- Task input -
::::::::
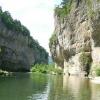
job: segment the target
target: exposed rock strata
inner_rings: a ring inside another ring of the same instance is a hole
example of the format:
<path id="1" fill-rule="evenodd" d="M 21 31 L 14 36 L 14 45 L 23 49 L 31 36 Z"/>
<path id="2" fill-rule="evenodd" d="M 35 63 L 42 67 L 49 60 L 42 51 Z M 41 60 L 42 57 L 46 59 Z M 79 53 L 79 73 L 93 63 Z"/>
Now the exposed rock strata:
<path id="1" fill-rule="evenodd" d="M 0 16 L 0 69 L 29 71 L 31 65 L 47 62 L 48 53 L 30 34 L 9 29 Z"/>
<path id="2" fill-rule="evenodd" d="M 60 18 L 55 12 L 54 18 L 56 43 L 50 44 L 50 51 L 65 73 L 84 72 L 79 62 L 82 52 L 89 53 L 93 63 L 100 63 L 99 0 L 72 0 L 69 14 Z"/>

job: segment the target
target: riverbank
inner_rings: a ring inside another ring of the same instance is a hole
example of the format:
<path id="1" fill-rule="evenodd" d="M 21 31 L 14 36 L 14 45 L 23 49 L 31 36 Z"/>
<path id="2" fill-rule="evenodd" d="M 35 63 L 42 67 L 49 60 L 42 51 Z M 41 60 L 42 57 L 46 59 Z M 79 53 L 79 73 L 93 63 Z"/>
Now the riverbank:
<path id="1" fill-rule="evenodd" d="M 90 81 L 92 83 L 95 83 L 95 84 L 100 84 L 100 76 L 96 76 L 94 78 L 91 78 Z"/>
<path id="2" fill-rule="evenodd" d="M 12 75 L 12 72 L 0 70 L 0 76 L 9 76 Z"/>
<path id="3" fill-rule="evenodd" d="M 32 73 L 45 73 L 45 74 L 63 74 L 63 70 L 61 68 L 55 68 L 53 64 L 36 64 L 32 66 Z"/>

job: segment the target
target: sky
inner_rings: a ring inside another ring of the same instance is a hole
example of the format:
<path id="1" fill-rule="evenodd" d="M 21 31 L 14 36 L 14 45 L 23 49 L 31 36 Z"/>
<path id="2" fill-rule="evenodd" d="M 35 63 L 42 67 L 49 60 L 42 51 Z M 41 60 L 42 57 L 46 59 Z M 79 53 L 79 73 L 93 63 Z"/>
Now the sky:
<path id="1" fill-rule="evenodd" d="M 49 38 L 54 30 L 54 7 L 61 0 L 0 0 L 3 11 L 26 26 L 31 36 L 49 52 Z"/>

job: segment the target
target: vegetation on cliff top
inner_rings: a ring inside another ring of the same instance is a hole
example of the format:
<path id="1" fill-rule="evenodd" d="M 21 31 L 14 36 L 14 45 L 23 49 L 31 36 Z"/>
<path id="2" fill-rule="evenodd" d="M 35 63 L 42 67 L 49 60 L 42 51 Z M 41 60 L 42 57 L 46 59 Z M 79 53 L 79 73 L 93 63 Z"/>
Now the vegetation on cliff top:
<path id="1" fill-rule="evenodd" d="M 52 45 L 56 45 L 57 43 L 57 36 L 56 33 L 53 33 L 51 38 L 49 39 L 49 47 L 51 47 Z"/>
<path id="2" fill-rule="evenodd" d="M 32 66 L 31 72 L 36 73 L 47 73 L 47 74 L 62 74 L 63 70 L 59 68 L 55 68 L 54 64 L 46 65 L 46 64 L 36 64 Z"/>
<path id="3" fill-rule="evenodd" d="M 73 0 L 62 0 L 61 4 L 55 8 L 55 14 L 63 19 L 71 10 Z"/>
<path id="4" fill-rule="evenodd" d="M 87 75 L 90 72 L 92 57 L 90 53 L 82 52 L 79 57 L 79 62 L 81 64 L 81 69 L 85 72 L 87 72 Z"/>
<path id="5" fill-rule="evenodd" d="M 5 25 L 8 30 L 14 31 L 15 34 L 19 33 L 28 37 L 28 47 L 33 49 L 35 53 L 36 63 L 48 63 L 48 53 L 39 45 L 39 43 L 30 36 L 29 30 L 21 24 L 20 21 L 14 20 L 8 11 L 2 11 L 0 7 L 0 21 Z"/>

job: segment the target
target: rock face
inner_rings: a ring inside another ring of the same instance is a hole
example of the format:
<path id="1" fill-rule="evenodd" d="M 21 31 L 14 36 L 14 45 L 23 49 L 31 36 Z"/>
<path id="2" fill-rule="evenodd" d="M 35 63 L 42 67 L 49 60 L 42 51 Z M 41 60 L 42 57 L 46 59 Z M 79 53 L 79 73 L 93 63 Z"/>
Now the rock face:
::::::::
- What this task involves -
Find each line in the records that contains the string "rock", with matching case, and copy those lines.

- Answer to this problem -
target: exposed rock strata
Now the exposed rock strata:
target: rock face
Now the rock face:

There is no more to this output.